* _TASK REQUIREMENTS_
Without the images, write out all of the following entries exactly.

── DATA LINES ──

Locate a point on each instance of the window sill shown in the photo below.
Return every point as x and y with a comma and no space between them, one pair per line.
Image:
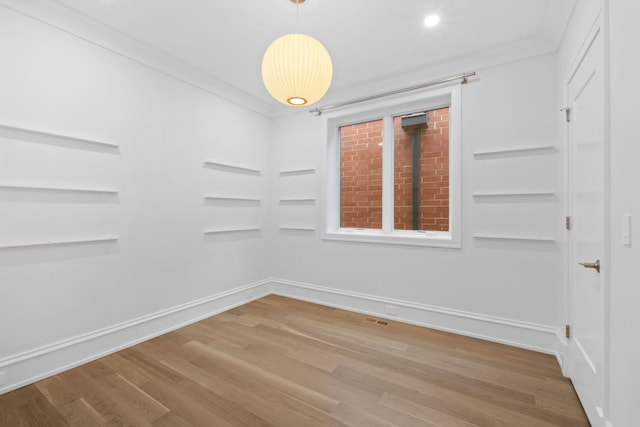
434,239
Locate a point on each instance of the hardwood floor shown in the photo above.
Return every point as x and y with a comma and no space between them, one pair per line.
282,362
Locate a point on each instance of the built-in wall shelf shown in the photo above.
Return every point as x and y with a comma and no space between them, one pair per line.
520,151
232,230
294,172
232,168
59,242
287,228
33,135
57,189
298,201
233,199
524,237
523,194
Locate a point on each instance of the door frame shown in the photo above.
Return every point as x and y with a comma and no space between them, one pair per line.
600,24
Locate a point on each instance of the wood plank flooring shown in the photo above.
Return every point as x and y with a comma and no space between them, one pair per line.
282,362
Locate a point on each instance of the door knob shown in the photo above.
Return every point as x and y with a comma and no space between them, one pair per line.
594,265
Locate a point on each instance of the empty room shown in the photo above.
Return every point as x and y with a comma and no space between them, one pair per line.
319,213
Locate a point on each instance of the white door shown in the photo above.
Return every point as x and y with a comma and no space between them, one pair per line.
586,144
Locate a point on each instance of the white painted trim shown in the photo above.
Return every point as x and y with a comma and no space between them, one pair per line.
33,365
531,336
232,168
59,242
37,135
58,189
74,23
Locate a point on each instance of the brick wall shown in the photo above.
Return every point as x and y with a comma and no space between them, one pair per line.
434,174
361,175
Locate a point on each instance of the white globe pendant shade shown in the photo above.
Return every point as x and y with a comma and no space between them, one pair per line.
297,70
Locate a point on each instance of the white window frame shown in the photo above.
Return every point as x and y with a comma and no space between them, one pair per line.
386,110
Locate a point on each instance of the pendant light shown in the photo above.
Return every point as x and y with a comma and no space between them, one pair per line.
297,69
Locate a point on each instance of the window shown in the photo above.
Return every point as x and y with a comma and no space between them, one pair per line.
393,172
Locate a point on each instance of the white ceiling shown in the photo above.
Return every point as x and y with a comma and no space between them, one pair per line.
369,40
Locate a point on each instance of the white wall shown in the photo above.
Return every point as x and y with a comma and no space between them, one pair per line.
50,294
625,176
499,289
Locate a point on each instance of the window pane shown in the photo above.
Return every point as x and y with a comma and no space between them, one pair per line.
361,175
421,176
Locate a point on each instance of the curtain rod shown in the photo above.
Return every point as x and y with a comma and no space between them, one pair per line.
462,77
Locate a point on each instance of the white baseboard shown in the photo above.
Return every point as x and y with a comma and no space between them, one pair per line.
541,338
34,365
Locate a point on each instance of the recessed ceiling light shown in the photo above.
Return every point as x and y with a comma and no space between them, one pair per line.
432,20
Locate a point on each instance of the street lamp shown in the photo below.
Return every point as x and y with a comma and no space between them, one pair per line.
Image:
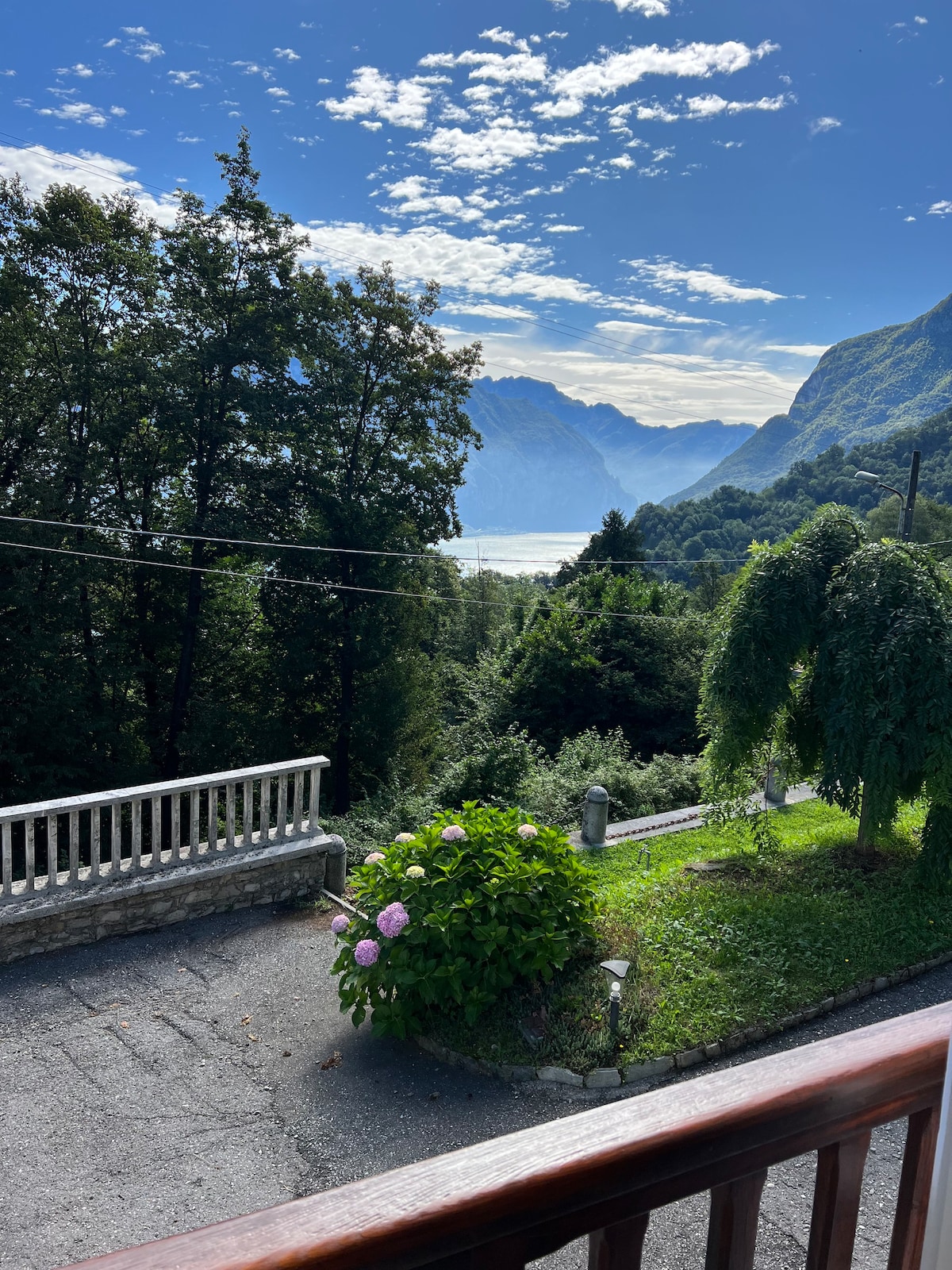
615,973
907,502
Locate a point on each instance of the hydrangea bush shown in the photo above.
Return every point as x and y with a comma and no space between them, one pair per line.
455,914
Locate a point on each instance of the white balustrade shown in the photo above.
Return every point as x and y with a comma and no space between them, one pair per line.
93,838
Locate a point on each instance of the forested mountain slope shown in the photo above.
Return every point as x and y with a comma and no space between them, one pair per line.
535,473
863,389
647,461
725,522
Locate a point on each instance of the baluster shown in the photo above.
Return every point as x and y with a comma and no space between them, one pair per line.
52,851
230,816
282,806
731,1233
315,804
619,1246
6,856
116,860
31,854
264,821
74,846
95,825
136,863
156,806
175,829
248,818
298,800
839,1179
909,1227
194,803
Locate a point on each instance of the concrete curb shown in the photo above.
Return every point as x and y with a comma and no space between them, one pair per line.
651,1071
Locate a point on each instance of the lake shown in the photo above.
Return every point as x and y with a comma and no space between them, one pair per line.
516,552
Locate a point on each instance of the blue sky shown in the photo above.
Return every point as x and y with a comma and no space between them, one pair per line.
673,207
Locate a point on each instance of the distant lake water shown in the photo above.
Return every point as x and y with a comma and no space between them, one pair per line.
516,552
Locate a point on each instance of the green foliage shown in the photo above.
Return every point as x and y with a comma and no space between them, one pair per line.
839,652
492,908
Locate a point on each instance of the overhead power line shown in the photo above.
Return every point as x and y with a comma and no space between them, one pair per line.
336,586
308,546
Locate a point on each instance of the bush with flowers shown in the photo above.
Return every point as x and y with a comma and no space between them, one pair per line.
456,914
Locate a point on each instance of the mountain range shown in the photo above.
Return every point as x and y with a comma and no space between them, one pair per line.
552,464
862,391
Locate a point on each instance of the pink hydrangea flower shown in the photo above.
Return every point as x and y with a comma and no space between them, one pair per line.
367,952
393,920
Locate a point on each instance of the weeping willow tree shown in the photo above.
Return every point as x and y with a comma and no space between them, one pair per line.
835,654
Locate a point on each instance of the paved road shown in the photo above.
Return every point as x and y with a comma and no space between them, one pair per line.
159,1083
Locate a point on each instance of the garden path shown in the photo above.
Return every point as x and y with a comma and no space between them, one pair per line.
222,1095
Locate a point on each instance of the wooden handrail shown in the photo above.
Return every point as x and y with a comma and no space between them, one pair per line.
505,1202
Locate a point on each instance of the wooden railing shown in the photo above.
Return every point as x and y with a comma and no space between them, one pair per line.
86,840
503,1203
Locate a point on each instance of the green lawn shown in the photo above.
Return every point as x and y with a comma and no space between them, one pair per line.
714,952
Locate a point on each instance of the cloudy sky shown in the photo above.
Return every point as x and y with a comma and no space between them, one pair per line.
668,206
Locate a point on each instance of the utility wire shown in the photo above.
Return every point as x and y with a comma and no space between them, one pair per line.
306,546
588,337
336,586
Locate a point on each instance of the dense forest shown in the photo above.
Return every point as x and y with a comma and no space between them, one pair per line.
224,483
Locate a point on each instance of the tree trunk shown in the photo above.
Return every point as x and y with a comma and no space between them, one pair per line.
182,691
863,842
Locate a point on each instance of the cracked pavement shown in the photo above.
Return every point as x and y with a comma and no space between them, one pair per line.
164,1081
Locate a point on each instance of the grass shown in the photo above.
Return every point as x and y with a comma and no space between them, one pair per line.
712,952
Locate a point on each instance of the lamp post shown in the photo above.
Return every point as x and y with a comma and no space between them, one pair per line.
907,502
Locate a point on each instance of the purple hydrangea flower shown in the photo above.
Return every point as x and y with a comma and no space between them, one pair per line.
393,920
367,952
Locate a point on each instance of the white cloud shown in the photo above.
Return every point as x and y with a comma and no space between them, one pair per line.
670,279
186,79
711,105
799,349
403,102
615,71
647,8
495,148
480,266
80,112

───

* _THE COMPLETED TASK_
Locate a point on each instance of the window sill shown in the photo below.
Return every point as x and y with a comma and no space between them, one pair per line.
Image:
434,239
Locate a point on each instance of the hardwood floor shown in the photo above.
Return every point as x and y with a comma and no space between them, one pair per line.
282,362
Locate a point on each instance of the built-in wall shelf shown in the photo above.
Return every point as x and y with a comma and no space between them, one pair per line.
520,151
232,230
294,172
232,168
59,242
287,228
33,135
57,189
298,201
233,199
524,237
523,194
Locate a point on each instance of the door frame shown in the photo above.
Return every point as x and y with a comma and no space between them, one pair per line.
600,24
Locate a point on each instance of the wood plank flooring shown in the photo above.
Return every point as x and y with a comma and no space between them, one pair per line.
282,362
Locate a point on each instance of the door knob shown in the photo above.
Return every point as x and y with a comma and no space between them, one pair per line.
594,265
Locate a point on each instance of the empty room shown in the photo above.
Return every point as x and y with a comma and no space between them, one pair per line.
319,213
Locate a point on each instance of the white door shown in the photo above.
Return every point as x and y with a comma and no space between them, one pair per line.
586,144
Locate a point on each instance of the white painted trim shown in the photo above.
Return every point as x and y with a comma and no space between them, one pair per line.
33,365
531,336
232,168
59,242
37,135
58,189
74,23
Locate a point on each instance of the brick wall shown in the photo above.
Return every point as x and y with a comma and no space between them, one pair per line.
434,174
361,175
Locate a point on each instance of the white globe pendant shade shown in the photo above.
Return every point as x and y with a comma and no space between them, one pair per line.
297,70
Locate a point on each instance of the white window frame shown in the photo above.
Return every point as x and y with a comma and no space between them, one pair per line.
386,110
Locate a point on each instance of the pendant light shown in the photo above.
Return every point as x and y with a comma and no space between them, one pair per line.
297,69
Locate a point on each instance of the window shown in the photo above.
Return every point as x and y with a comma and no space between them, one pair per line.
393,172
Locate a point on each instance of the white ceiling shown in the photo above.
Return every point as x and y with a comma and no space between them, one pair per line.
369,40
Locate a point on each instance of the white wall shown in the photo above.
Return every point as x and y with a comma and no space between them, one pair per line.
50,294
625,176
499,289
Locate a point on each instance of the window pane shown in the photo above.
Return every point as x and y with a comma and no space between them, one pair per line.
361,175
421,176
Locate a point on each instance of the curtain rod shown in the photo above.
Return every point as x and y with a comma and no space between them, one pair per line.
462,77
Locate a point on each instance of the white baseboard shown in the photo above.
Return every point as x and y with a comma and no space between them, one pair per line.
541,338
34,365
Locate a point on each instance of the recessed ceiling light shown in the photo above.
Return every point as x and y with a comma and no space between them, one pair per line.
432,20
Locate a point on each instance of the street lamp shown in the photo below.
Return every point as x and y with a comma and no space between them, one pair per line.
Image:
615,973
907,502
Locate a point on each instance of the hydrangea bush shown in the photo above.
Return every point as x and y with a comma and no space between them, one pair per line.
455,914
Locate a point on each instance of the white balustrade shown in the photo above.
Return every point as x and y with a comma and no space between them, one pair per line.
93,838
Locate a point on each instance of the forested mountain slope shown in the photo above.
Return every point as x and y with a comma and no space between them, one pair per line.
535,473
863,389
647,461
725,522
Locate a point on each instance of the baluster shown in the photo above.
Return every point as x and y with a comma and no space between them, one pair per line.
52,851
230,816
282,806
731,1233
315,804
619,1246
6,856
116,860
31,854
264,821
74,846
95,825
136,863
156,806
175,829
248,818
298,800
839,1179
909,1227
194,803
Locate a point on each instance of the concrete curb shown in the photo above.
Return every point as x and y with a comma and no space between them, one pair per line.
651,1071
Locate a point on each instance of the lake shown in the photo above.
Return every point as x and y with a comma and no space between them, one pair per line.
516,552
Locate a point on each instance of the blue sky shown in the photo above.
Return every point as x and y with a comma and no space between them, one pair per line.
673,207
Locate a point on each instance of the distant lake water shown in the photo above.
Return every point as x and y with a comma and no space between them, one pair per line.
516,552
Locate a point on each instance of the green foliage shown in the photo above.
Return every point as x and y with a comma and no space between them, one pair per line.
839,652
492,908
Locate a point on each instance of the overhead power line shown in the photo above.
Return every point as x and y with a comma and no space between them, one pair per line.
336,586
308,546
Locate a point on each instance of the bush with flowers shown in the photo above.
Return every point as x and y with a comma and no space between them, one pair per line.
456,914
Locate a point on each instance of the mountain range shown in the photo above.
Return every point as x and y with a comma and no space between them, one pair per line.
552,464
862,391
Locate a point on each instance of the pink hydrangea flower shown in the photo above.
Return every point as x and y with a comma and no space between them, one pair per line.
367,952
393,920
Locate a point on each instance of the weeping willow tree shown in the photo above.
Return every point as x and y with a comma and no space between them, one pair per line.
835,654
Locate a point on each instance of the paved road shown in the photo above.
Return every point as x and y with a comma and no space between them, one pair per line.
159,1083
Locate a point on each instance of the garden path shown in the photo above.
Return every point as x and y with a comma and no space between them, one pair per line.
222,1095
Locate a point on each instance of the wooden handrail shown in the photo above.
Return every point as x and y with a comma and no space between them, one pair per line.
505,1202
Locate a point on each instance of the wooden railing shown in the photo above.
Return every point as x and y with a comma and no space between them, one pair per line.
86,840
503,1203
Locate a point on each instance of the green lawn shown in the photo above.
Return every point as x and y with a comma and no space between them, one pair per line.
714,952
Locate a point on each instance of the cloudy sky shown in the photo above.
Return every point as x and y with a comma and no space between them, one pair per line.
668,206
Locate a point on each instance of the utility wire shown in the photo above.
Return every point as x and y with a comma and no space between them, one pair per line.
306,546
588,337
336,586
Locate a point on each instance of the dense forest shown in the photo above.
Return every point as x and y with a comma and no space between them, one pair per line.
224,483
Locate a point on each instance of the tree trunk shown in the photo above.
Return every point as x and y with a comma and no space between them, one pair per line.
182,691
863,842
Locate a point on each instance of the cracked pavement shown in the photo above.
Return every point as x and y with a comma and no space between them, one pair per line.
164,1081
Locate a point on each instance of the grass shown in the photo above.
Return every point as x and y with a comma and no space between them, one pair per line.
712,952
Locate a point on each instance of the lamp post shown in the photo above.
Return every point as x and y with a comma and no space between them, one pair per line.
907,502
Locate a point on each instance of the purple hydrangea flower shown in the photo above.
Return every point as x and y with a comma and no space between them, one pair per line.
393,920
367,952
Locate a point on each instance of the white cloud shown in the photo above.
Return every point as x and y with a comma and no space between them, one pair per line.
670,279
186,79
711,105
799,349
403,102
615,71
647,8
495,148
480,266
80,112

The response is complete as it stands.